Ausgewählter Text =
+ + + + + + +
Mit Buffet, zwei Drinks aufs Haus, Traditionsshow und DJ geht die Wikimania zu Ende
Der Chor der Abschlussveranstaltung. Hat wirklich Spaß gemacht, zuzuschauen- und hören
Die drei von der Vertrauensabteilung bei der Event safety session. Toll gemacht!

Der Sonntag ist nur noch ein halber Inhaltlicher Tag, bis zur Mittagspause. Zum Thema Pause möchte ich bemerken: Wahnsinn, was uns an Essen aufgetischt wurde. Es gab 4 oder 5 Stationen, verteilt über 3 Etagen, alles war einfaches Essen, aber wirklich gut zubereitet und wohlschmeckend. Hamburger, Wraps, Sandwiches, Mac 'n Cheese, Hotdogs, Salate ...
Vormittags habe ich von Tbayer, der verschiedene wissenschaftliche Artikel zusammengefasst hat, erfahren, dass nur 5% der Mobilnutzer Artikel bis zum Ende lesen, und praktisch niemand sich für die Weblinks interessiert. Über 45% der Zeit geht mit der Suche nach spezifischen Inhalten flöten, dem Recherchieren in Links und Inhaltsangaben, und nur bis zu 10% der von Lesenden verbrachten Zeit können direkt den Kernaufgaben zugeordnet werden, also dem Erfassen von Informationen, die gesucht wurden, bzw. dem Erlernen von Inhalten.
+ + + + + + +
Gesammeltes Material =

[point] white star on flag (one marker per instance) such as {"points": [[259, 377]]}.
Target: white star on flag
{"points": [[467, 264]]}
+ + + + + + +
Aufgabenstellung =
Bitte zähle alle Gerichte auf, die der Text über die Wikimania beim aufgetischten Essen nennt.

Richtige Lösung =
Hamburger, Wraps, Sandwiches, Mac 'n Cheese, Hotdogs, Salate